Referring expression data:

- - -

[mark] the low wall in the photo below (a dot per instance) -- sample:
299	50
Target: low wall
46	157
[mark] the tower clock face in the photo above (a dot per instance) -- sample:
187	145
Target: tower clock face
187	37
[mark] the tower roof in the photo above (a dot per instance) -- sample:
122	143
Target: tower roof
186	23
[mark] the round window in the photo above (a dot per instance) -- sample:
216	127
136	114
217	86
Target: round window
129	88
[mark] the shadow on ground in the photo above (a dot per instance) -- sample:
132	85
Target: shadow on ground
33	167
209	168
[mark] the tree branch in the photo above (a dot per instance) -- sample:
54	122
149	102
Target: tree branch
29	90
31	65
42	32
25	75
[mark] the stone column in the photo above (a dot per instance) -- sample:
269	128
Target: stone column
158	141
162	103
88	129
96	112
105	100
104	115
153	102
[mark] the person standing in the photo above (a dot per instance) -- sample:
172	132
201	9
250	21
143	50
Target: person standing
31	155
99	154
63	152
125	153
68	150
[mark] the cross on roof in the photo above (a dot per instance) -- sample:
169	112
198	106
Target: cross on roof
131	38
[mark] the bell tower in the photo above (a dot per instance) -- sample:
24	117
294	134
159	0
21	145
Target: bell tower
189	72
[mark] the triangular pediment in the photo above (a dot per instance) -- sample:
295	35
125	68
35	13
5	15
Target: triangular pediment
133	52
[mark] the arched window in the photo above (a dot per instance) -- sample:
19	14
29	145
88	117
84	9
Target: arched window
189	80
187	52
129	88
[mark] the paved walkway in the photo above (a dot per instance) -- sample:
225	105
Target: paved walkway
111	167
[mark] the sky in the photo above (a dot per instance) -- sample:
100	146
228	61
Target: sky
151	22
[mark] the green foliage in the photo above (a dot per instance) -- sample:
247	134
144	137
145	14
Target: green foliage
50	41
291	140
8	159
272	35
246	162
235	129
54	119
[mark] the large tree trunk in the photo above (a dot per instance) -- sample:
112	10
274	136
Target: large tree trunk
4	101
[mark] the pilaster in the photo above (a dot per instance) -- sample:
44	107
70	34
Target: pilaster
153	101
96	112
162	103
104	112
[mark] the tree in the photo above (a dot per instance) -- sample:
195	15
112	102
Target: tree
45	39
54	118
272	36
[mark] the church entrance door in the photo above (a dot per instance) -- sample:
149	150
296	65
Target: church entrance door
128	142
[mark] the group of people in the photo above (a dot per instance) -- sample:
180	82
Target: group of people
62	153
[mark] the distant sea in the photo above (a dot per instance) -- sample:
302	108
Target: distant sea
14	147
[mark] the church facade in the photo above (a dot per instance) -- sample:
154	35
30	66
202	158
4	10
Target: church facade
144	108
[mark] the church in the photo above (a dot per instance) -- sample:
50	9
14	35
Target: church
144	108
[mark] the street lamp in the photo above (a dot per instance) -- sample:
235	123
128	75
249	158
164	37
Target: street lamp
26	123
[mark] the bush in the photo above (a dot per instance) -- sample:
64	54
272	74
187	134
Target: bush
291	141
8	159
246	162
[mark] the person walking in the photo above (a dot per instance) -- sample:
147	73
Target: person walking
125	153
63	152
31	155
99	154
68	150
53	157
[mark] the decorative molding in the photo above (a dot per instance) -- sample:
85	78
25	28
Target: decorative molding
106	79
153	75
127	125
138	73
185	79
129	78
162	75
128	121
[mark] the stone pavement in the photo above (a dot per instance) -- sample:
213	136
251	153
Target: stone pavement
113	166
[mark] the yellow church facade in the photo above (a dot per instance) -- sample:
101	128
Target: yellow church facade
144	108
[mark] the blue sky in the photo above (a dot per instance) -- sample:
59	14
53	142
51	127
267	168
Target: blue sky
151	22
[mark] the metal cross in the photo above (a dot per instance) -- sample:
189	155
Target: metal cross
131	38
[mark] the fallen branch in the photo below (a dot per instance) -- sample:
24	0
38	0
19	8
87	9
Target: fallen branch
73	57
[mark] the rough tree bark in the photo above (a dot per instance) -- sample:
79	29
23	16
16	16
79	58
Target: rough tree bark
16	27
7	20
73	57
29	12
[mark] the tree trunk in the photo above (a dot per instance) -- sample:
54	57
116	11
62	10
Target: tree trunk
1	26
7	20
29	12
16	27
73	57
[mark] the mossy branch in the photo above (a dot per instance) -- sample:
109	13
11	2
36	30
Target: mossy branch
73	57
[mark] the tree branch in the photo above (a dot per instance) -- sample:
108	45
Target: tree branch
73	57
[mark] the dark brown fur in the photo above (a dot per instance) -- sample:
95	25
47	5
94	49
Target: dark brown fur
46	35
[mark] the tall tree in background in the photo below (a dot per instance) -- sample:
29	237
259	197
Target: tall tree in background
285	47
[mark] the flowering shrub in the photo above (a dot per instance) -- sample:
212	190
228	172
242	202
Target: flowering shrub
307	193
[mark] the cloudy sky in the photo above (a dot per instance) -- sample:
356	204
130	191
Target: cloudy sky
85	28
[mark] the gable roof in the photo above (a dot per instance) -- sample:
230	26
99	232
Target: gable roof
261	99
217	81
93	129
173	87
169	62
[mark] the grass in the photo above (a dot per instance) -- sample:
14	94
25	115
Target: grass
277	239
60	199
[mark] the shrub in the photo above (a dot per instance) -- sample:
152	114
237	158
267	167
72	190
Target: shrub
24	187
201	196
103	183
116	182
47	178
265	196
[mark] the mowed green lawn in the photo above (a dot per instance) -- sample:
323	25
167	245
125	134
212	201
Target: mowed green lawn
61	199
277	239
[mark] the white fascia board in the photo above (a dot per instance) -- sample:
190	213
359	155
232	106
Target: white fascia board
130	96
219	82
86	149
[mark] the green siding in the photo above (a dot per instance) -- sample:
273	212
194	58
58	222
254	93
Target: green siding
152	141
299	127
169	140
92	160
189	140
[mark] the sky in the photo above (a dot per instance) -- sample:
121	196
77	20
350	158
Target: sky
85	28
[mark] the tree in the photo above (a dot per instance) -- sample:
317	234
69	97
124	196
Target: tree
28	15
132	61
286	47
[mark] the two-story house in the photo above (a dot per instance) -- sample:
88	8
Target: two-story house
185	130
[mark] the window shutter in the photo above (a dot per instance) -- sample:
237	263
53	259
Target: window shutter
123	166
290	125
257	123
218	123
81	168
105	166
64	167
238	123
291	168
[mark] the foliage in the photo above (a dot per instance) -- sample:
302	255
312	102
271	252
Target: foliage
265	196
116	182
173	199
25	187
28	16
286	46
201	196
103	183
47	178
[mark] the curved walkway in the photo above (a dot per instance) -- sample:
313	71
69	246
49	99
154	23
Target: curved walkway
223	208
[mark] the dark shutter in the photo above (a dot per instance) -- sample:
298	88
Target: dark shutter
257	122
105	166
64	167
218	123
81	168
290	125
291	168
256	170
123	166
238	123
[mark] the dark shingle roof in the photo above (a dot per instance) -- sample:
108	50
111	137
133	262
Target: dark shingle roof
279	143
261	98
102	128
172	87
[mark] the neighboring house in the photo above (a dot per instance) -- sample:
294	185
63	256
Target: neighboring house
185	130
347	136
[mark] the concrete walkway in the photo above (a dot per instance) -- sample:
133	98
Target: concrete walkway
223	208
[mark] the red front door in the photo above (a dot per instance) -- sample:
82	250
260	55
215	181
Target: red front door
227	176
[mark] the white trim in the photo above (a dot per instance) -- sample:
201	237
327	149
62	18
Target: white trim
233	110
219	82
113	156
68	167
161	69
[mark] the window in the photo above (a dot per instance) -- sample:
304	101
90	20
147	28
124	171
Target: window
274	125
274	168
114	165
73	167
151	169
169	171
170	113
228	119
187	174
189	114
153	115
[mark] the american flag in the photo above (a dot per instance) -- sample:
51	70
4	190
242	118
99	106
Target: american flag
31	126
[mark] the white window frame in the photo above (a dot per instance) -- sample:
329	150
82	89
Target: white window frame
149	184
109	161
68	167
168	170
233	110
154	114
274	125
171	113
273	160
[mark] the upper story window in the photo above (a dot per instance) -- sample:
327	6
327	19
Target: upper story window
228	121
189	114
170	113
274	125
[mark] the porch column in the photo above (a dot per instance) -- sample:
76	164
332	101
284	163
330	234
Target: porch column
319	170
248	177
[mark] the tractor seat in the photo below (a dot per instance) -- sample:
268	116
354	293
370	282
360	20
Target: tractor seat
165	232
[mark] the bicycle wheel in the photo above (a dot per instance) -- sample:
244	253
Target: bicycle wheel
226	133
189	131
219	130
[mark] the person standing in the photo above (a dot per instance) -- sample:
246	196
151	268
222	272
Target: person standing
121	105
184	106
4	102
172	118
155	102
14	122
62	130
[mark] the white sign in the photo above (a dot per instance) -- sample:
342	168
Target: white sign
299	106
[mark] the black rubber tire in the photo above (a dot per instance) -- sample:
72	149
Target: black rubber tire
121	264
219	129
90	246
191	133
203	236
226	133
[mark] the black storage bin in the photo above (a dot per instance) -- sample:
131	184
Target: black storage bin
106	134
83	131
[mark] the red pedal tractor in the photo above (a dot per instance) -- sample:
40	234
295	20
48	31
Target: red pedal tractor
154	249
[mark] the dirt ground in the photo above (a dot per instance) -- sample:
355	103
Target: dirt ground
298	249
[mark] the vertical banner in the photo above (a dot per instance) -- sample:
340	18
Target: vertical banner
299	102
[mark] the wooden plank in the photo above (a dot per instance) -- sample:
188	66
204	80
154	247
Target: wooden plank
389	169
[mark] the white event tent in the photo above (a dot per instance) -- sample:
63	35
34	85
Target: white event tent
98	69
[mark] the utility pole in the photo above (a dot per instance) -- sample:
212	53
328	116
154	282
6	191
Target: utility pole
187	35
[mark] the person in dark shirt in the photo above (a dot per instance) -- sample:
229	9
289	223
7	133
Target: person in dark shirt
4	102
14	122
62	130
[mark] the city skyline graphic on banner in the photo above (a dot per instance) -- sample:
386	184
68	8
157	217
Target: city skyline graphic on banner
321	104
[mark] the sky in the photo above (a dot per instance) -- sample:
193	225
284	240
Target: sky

- - -

**Exercise instructions:** When a line among the entries above contains "below", copy it.

**Solution to this task:**
[mark] the low wall in the photo below (a dot per instance) -- sample:
[mark] the fallen branch in the photo below (a dot per instance) -- sample:
[mark] the tall tree in background in the photo below (a dot per instance) -- sample:
[mark] the tractor seat in the photo below (a dot per instance) -- sample:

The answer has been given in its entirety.